TASKS FOR THIS EXERCISE
a. In the Ingrid Sischy appreciation, which oncologist had been caring for her?
b. Summarize the Ingrid Sischy appreciation in two sentences.
c. Pick up the Ingrid Sischy appreciation after its last sentence and keep writing.

TEXT
--------------------------------------------------

Ingrid Sischy: An Appreciation
Photograph by Gasper Tringale.
As the art and fashion worlds mourn the loss of a beloved original, Vanity Fair’s Editor recalls Sischy’s genius for mixing the pleasure of friendship with the business of truth-telling.
Ingrid Sischy, the writer and critic, died today in New York. It was sudden, but also not so sudden. She had been under the care of the legendary oncologist Dr. Larry Norton at a New York hospital for some years. Her health was up and down, but her spirit and her work ethic remained heroically steady. Not once did I ever hear her complain about the fate she had been dealt. Or even talk about it much. She just got on with things. There were so many aspects of her character to admire, but I found her saucy, cheerful stoicism to be highly attractive.

--------------------------------------------------

(Data excerpts)
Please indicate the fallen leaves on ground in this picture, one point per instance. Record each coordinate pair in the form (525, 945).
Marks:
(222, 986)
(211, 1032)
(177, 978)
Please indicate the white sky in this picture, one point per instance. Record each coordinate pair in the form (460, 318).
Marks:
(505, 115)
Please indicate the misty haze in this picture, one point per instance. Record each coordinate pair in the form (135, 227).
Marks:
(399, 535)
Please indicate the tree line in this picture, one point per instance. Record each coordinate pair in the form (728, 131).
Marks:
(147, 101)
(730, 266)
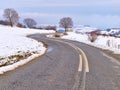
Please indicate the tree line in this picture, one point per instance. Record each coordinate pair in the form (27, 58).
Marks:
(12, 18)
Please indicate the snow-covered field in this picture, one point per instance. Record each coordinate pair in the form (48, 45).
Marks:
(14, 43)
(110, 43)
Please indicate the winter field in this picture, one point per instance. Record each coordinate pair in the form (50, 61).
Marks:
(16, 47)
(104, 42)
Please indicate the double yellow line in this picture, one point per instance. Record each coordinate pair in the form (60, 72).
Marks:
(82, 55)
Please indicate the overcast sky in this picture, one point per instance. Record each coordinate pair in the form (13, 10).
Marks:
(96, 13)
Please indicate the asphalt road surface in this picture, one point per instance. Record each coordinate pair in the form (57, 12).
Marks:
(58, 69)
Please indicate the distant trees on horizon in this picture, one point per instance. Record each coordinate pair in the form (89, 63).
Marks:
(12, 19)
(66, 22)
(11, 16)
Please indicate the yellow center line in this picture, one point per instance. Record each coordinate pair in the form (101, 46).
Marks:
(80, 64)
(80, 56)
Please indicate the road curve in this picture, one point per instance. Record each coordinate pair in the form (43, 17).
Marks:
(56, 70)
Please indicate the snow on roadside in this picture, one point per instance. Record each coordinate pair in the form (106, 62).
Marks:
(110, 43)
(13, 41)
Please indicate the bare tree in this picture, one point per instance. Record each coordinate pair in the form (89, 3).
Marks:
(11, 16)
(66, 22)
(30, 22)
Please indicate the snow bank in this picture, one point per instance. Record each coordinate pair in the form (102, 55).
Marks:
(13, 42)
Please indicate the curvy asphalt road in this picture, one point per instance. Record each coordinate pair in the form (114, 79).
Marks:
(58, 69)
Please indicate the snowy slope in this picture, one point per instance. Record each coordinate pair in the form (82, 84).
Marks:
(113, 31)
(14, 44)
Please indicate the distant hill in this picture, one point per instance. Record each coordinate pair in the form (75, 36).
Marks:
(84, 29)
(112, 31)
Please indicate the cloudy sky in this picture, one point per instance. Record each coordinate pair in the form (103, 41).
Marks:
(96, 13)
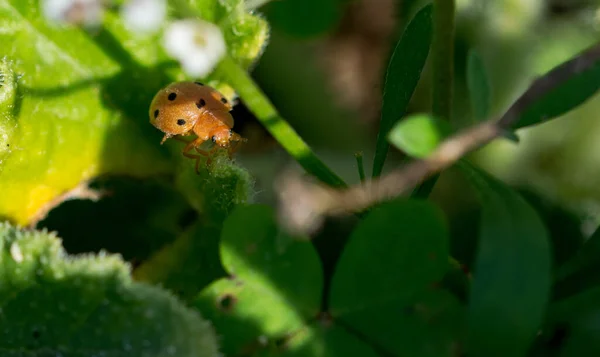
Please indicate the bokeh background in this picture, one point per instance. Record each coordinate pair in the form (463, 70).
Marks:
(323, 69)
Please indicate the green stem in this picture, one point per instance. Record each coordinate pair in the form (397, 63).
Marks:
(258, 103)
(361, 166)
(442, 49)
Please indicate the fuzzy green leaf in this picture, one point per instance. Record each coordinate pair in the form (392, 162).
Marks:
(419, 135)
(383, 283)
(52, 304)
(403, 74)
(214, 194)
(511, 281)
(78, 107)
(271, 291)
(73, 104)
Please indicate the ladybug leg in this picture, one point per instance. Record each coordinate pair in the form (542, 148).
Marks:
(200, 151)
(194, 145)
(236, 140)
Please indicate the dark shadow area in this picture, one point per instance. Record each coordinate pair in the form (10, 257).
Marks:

--------------------------------------------------

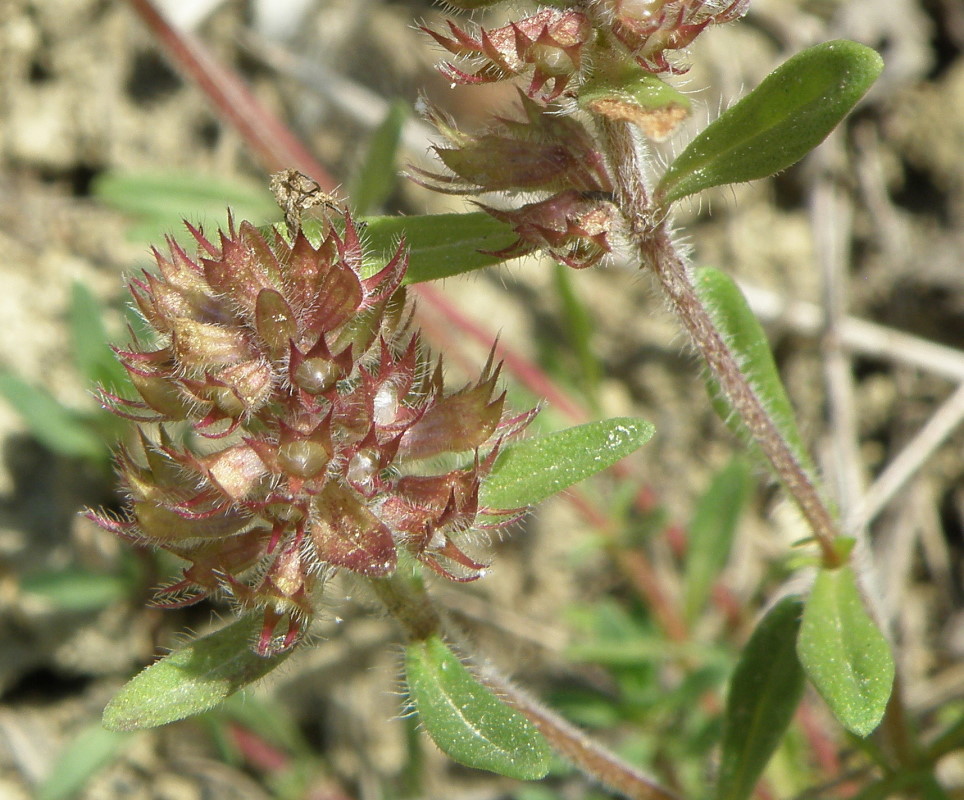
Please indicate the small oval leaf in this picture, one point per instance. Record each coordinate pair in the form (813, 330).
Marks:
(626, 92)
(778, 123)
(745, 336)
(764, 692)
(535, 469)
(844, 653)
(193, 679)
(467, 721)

--------------------------------------------------

REPLIES
a. Dr. Larry Norton

b. The writer and critic Ingrid Sischy died suddenly in New York, though her death was also not so sudden, since she had spent some years under the care of oncologist Dr. Larry Norton. Her health went up and down while her spirit and work ethic stayed steady, she never complained about her fate, and Vanity Fair's Editor found her saucy, cheerful stoicism highly attractive.

c.
Ingrid became part of the Vanity Fair family nearly two decades ago, back in the days when my fortunes at the magazine were more than a little wobbly. She was coming off a long career in art criticism, writing for her pal Bob Gottlieb at The New Yorker, and I will tell you that with her by my side, my future seemed a lot rosier. She could write about anything, but what interested her most were art and fashion, and she traversed those two hothouses like a bemused empress. She had a crisp mind and an almost uncanny focus when she sat down to write. She was a fun, conspiratorial gossip, but never with malice or envy—the working tools of so many gossips. That conspiratorial manner was evident in her work life as well. I adored cooking up stories with her. I was a sucker for her pitches and I could tell that her editors at Vanity Fair, Bruce Handy and Doug Stumpf, were as well. When she wasn’t producing nuanced, beautifully written pieces for Vanity Fair, she jumped back and forth between the U.S. and Europe, working for Jonathan Newhouse as a sort of international ambassador for the Italian, French, and Spanish editions of this magazine.